- **PROVIDED DATA**:
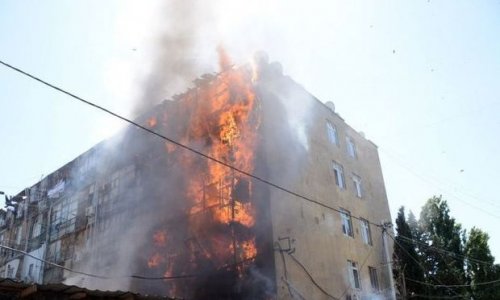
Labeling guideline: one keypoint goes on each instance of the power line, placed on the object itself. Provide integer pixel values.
(360, 268)
(188, 276)
(434, 184)
(455, 255)
(312, 278)
(185, 147)
(417, 262)
(454, 285)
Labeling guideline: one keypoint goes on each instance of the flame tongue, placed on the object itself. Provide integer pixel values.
(221, 214)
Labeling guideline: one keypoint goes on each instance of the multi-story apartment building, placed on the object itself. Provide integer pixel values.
(241, 187)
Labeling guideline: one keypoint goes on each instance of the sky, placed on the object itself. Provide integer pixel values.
(420, 78)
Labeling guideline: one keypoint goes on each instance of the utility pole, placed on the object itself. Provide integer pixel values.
(385, 226)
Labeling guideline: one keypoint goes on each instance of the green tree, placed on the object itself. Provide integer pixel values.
(443, 257)
(406, 259)
(480, 266)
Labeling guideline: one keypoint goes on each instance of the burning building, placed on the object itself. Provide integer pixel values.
(244, 187)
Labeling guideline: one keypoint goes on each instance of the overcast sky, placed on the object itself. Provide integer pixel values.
(420, 78)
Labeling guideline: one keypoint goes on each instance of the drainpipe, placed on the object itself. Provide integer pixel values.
(47, 235)
(385, 226)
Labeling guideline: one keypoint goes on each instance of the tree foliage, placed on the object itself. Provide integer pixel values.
(434, 257)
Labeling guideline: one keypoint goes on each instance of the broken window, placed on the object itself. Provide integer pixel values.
(365, 232)
(357, 186)
(374, 278)
(338, 171)
(346, 222)
(352, 268)
(332, 133)
(351, 147)
(37, 227)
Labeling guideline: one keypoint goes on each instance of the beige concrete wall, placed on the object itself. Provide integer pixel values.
(319, 242)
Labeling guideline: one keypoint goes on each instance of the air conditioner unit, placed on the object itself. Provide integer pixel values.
(89, 211)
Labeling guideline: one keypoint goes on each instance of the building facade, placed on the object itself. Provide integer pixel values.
(269, 195)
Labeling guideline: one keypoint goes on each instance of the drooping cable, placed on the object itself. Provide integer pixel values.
(183, 146)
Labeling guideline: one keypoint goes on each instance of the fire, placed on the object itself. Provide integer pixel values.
(160, 238)
(223, 123)
(152, 122)
(155, 260)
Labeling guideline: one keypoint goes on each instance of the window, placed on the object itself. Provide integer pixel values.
(373, 278)
(345, 216)
(10, 271)
(339, 175)
(351, 148)
(30, 271)
(352, 268)
(366, 234)
(37, 227)
(357, 186)
(332, 133)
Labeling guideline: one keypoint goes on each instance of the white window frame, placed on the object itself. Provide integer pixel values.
(358, 188)
(374, 278)
(354, 277)
(338, 172)
(345, 217)
(332, 133)
(351, 146)
(366, 233)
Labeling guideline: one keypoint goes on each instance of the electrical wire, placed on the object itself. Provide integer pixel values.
(285, 270)
(424, 179)
(444, 251)
(455, 285)
(118, 277)
(311, 277)
(185, 147)
(417, 262)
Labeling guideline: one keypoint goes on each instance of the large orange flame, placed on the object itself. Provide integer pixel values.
(223, 124)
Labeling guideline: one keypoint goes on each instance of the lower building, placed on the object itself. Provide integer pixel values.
(244, 187)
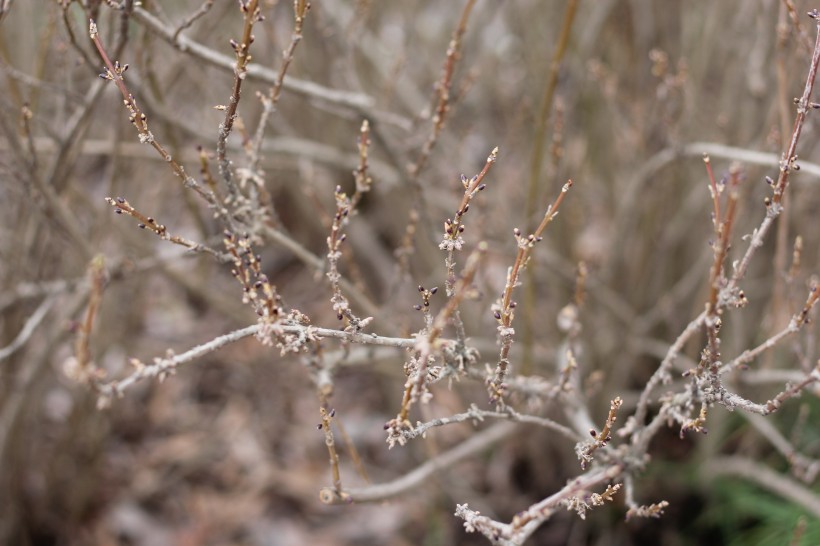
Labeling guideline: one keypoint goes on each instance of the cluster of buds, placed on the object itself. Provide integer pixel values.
(247, 268)
(118, 71)
(453, 228)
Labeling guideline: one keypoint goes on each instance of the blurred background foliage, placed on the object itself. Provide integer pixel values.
(226, 451)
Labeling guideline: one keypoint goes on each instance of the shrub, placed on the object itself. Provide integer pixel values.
(350, 320)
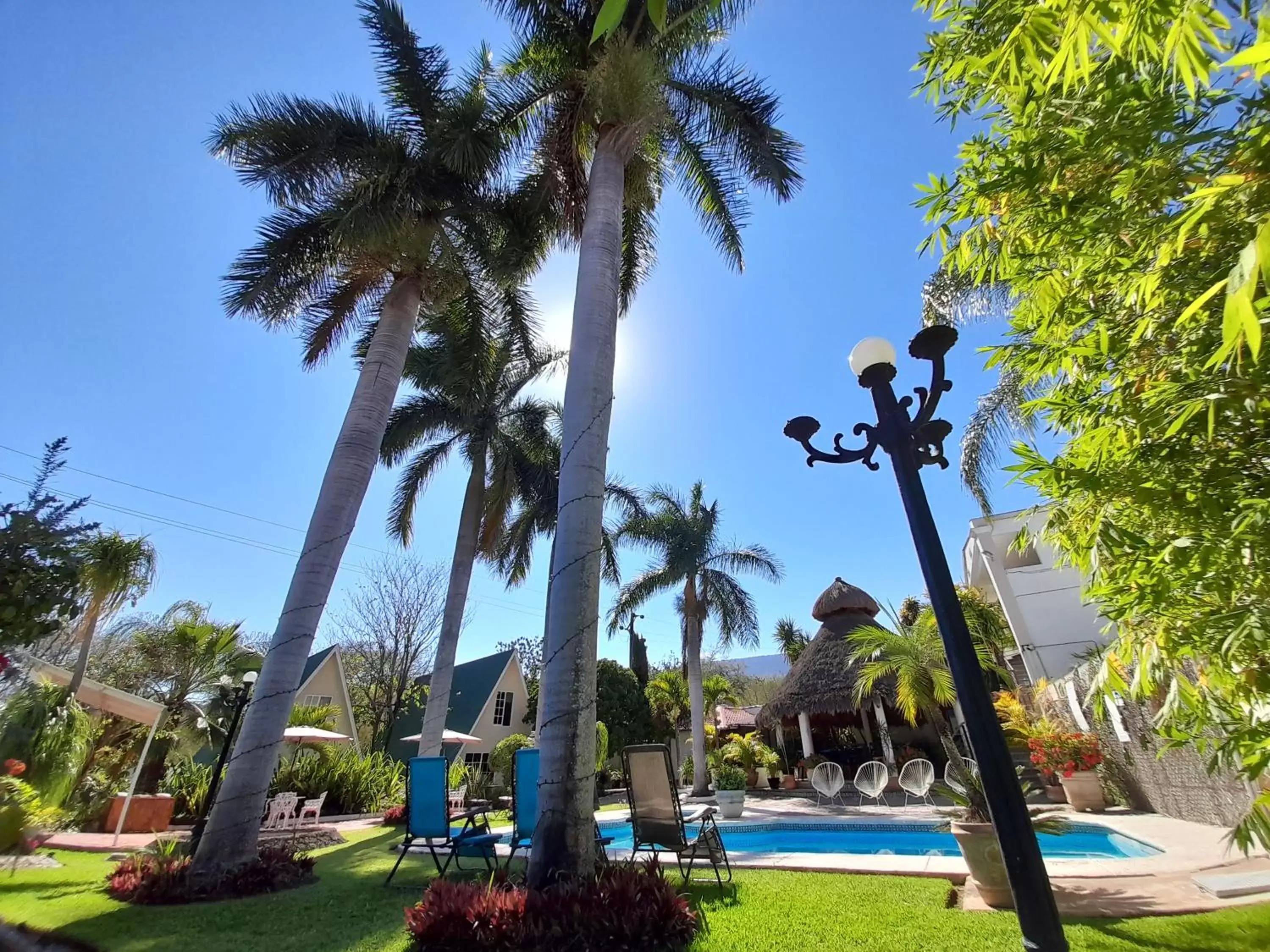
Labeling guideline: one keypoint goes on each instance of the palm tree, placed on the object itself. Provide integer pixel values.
(182, 658)
(689, 556)
(469, 398)
(605, 125)
(379, 214)
(790, 639)
(717, 690)
(535, 513)
(914, 660)
(113, 570)
(667, 695)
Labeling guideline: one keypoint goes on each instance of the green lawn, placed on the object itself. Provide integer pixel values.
(351, 909)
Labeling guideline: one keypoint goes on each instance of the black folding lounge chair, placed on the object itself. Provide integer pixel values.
(658, 824)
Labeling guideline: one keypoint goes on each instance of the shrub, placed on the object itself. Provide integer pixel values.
(353, 784)
(188, 784)
(731, 777)
(625, 907)
(163, 879)
(503, 753)
(1065, 754)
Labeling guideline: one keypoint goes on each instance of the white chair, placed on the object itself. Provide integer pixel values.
(872, 781)
(312, 808)
(827, 781)
(916, 779)
(281, 812)
(459, 798)
(950, 773)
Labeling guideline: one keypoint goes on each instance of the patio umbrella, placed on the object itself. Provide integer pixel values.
(447, 738)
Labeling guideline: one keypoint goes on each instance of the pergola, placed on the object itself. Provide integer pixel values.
(121, 704)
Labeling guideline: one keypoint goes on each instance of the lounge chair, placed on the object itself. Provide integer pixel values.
(872, 781)
(427, 818)
(916, 779)
(827, 781)
(952, 777)
(525, 805)
(658, 823)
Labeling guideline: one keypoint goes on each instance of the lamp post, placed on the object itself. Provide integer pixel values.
(912, 442)
(239, 697)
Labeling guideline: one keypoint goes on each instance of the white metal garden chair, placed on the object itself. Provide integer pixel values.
(310, 810)
(872, 781)
(827, 781)
(952, 777)
(916, 779)
(458, 798)
(281, 812)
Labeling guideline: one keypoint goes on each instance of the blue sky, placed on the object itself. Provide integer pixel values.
(119, 225)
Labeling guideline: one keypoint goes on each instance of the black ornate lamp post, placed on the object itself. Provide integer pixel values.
(239, 697)
(912, 442)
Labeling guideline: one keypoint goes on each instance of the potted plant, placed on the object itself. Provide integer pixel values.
(773, 763)
(1074, 759)
(731, 790)
(978, 843)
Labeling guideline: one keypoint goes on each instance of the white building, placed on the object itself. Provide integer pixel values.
(1052, 624)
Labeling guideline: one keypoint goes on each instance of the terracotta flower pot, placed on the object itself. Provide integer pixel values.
(1084, 791)
(982, 853)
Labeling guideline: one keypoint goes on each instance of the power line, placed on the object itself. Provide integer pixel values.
(181, 499)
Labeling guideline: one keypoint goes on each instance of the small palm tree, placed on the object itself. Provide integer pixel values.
(113, 572)
(684, 536)
(607, 121)
(667, 695)
(379, 215)
(914, 660)
(469, 396)
(790, 639)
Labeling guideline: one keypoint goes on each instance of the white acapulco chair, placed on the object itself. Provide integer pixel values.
(916, 779)
(953, 780)
(827, 781)
(870, 781)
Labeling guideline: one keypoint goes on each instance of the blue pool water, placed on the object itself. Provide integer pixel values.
(1081, 841)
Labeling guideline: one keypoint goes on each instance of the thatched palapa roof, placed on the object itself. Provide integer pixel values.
(823, 681)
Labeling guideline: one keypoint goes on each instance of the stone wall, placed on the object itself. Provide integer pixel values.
(1175, 782)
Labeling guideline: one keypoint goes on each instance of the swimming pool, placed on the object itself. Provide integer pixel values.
(1080, 842)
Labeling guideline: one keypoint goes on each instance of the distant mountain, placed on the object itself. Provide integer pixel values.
(764, 666)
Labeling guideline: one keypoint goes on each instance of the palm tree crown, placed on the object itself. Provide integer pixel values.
(690, 559)
(687, 111)
(369, 198)
(469, 382)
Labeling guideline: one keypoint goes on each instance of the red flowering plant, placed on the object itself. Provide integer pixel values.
(1065, 754)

- **WHAT TO DO**:
Your copy should match the entries exactly, minus the pictures.

- **OUTPUT FOR THIS EXERCISE**:
Labeling guideline: one keypoint goes on each instance of the power line, placed on the object itself. Provide integer pixel values.
(360, 268)
(188, 276)
(434, 184)
(455, 255)
(312, 278)
(185, 147)
(417, 262)
(454, 285)
Labeling guideline: one keypoint goes on each instance of the flame tongue, placed on the object itself. Provide integer pixel values.
(221, 214)
Labeling guideline: one keypoint goes on each instance of the multi-story apartment building, placed on the object itself. Provide integer pixel values.
(241, 187)
Labeling guideline: one keypoint goes on each instance of the sky, placed on the object itself. Provide integer pixel values.
(420, 78)
Labeling guideline: one keypoint goes on each instance of the utility pole, placed on the object itself. Provide integer pixel values.
(385, 226)
Labeling guideline: one keypoint goes on each instance of the green tree, placed on the object itself. Provide integer pixel values.
(443, 257)
(406, 259)
(480, 266)
Labeling guideline: one keypoint goes on each instance of the burning building, placed on the object itself. Provide integer pixel values.
(244, 187)
Labeling guideline: one keypoint goes on each instance of the overcast sky, placed on the object itself. Provide integer pixel values.
(420, 78)
Labeling guideline: one keypoint goes on each instance of the drainpipe, placed on the object itself. Provide integer pixel values.
(47, 235)
(385, 226)
Labeling guideline: one keypoint goes on each instance of the tree foliage, placed on the object itself. Provide integer pixel values.
(434, 257)
Labeling guideline: one keypoint goes on each instance of the broken window, placed on the object itself. Provide integer pixel values.
(365, 232)
(357, 186)
(374, 278)
(338, 171)
(346, 222)
(352, 268)
(332, 133)
(351, 147)
(37, 227)
Labeling guideline: one keypoint goes on each instance of the beige concrete wall, placed on the object itself. Provide integer pixel values.
(319, 242)
Labeling guideline: one keypoint goes on each instance of the air conditioner unit, placed on the object itself. Provide integer pixel values.
(89, 211)
Labeling guideline: one keypoint goes on each instance of the building facade, placed on the object itself. Provide integer pixel values.
(269, 195)
Labeling guideline: one keypoint goes on each instance of the drooping cable, placed on the object itself. Provide integer pixel values.
(183, 146)
Labeling guideline: one keypoint goes on each instance of the fire, placed on the object itself. Provide integer pixel values.
(160, 238)
(223, 123)
(152, 122)
(155, 260)
Labeling guideline: one keypoint goes on each instance of the window, placed on the object itself. Provide integer pixel values.
(373, 278)
(345, 216)
(10, 271)
(339, 175)
(351, 148)
(30, 271)
(352, 268)
(366, 234)
(37, 227)
(357, 186)
(332, 133)
Labeling guideline: one keypoint goes on each instance of the white window frame, placed on the object itself. Provide integer pixel values.
(358, 188)
(374, 278)
(354, 277)
(338, 172)
(345, 217)
(332, 133)
(351, 146)
(366, 233)
Labeling guideline: one keypoint goes on each instance of the electrical wire, placed on the object itself. Provide integer pixel values.
(285, 270)
(424, 179)
(444, 251)
(455, 285)
(118, 277)
(311, 277)
(185, 147)
(417, 262)
Labeling guideline: one keypoint goes on each instance of the large orange flame, placed on the object itself. Provide integer pixel values.
(223, 124)
Labeling guideline: one keypoint goes on each instance of the lower building, placed on the object itself. Provide integer pixel values.
(244, 187)
Labeling guideline: one keypoint goes on each instance of the cluster of buds, placed on the object itself. Provide integer pixel values.
(247, 268)
(118, 71)
(453, 228)
Labeling guideline: one keypoint goes on each instance of the blurred background foliage, placed on the object itself. Provide integer pixel values.
(226, 451)
Labeling guideline: one keypoint goes on each instance of the shrub, placed on the object itself. Provide integer pixel values.
(350, 320)
Labeling guideline: one keypoint goes on each instance of the palm tree, placed on the object itself. Provide integer pixel values.
(182, 658)
(689, 556)
(469, 398)
(605, 125)
(379, 214)
(790, 639)
(717, 690)
(535, 513)
(914, 660)
(113, 570)
(667, 695)
Labeling guideline: one keypoint goes on each instance of the green lawn, placed on the object itself. Provide integer pixel values.
(351, 909)
Labeling guideline: one keypoint goes on each instance of the black folding lounge chair, placed on the object itself. Provide integer pixel values.
(658, 824)
Labeling guideline: one keypoint goes on each instance of the shrub, placed on the object itself. Provide integer pixel values.
(353, 784)
(188, 784)
(731, 777)
(625, 907)
(163, 879)
(503, 753)
(1065, 754)
Labeling guideline: one keypoint goes on each instance of the white chair, placed on the object itself. Provide integer pixel values.
(872, 781)
(312, 808)
(827, 781)
(916, 779)
(281, 812)
(459, 798)
(950, 773)
Labeling guideline: one keypoint goes on each instance of the patio umbrella, placed on the object itself. Provide integer pixel values.
(447, 738)
Labeling guideline: one keypoint goes on each instance of the pergola, placed on the object itself. Provide integer pixel values.
(121, 704)
Labeling guideline: one keypoint goes on each instance of the lounge chair, placed on the object itself. Provide integer pixel values.
(872, 781)
(427, 818)
(916, 779)
(827, 781)
(952, 777)
(525, 805)
(658, 823)
Labeling guideline: one keypoint goes on each instance of the lamp post, placed on the object itself. Provide integer pixel values.
(912, 442)
(239, 697)
Labeling guideline: one keypoint goes on each instance of the white metal garden chair, placed on the object itself. Provide integer pixel values.
(310, 810)
(872, 781)
(827, 781)
(952, 777)
(916, 779)
(458, 798)
(281, 812)
Labeling guideline: one keypoint goes on each instance of the blue sky, placed on the object itself. Provide integer pixel values.
(119, 225)
Labeling guideline: one keypoint goes on each instance of the black ornate lamp post, placed on the object itself. Provide integer pixel values.
(239, 697)
(912, 442)
Labeling guideline: one keypoint goes on each instance of the potted plant, placed on the object itself. Provide integer pixel values.
(773, 763)
(1074, 759)
(731, 790)
(978, 843)
Labeling guideline: one keypoint goes on each instance of the white building, placed on the object itself. Provide integer pixel values.
(1052, 624)
Labeling guideline: one keypoint goes on each instance of the terracotta flower pot, placed on the object itself. Provide integer pixel values.
(1084, 791)
(982, 853)
Labeling guideline: one keypoint goes on each instance of the power line, placed on the object itself. Provide integer pixel values.
(181, 499)
Labeling guideline: one keypoint goes on each instance of the small palm tree, placed on the object itself. Provide integer pixel values.
(113, 572)
(684, 536)
(607, 121)
(667, 695)
(379, 215)
(914, 660)
(469, 396)
(790, 639)
Labeling guideline: one keypoint goes on each instance of the white acapulco chair, placed on the object itself. Provide integer pixel values.
(916, 779)
(953, 780)
(827, 781)
(870, 781)
Labeling guideline: one keypoint goes on each instance of the blue pool water, placed on the object itself. Provide integer pixel values.
(1081, 841)
Labeling guideline: one keypoint goes on each instance of the thatched palapa roof, placed on the object itself. Provide integer pixel values.
(823, 681)
Labeling guideline: one keypoint goes on each instance of the stone wall, placed on the object itself. Provide integer pixel values.
(1175, 782)
Labeling guideline: one keypoint goes on each instance of the swimming pool, placed on the object itself. Provide integer pixel values.
(1080, 842)
Labeling guideline: one keypoint goes on each instance of the distant mountain, placed on the object itself. Provide integer pixel values.
(764, 666)
Labeling guideline: one keypoint goes on each instance of the palm tree crown, placed on the object itself. Provide integer pixel values.
(690, 559)
(687, 111)
(369, 198)
(469, 382)
Labeling guideline: one keypoint goes on each instance of the red flowering plant, placed on the object itself. Provide integer pixel values.
(1065, 754)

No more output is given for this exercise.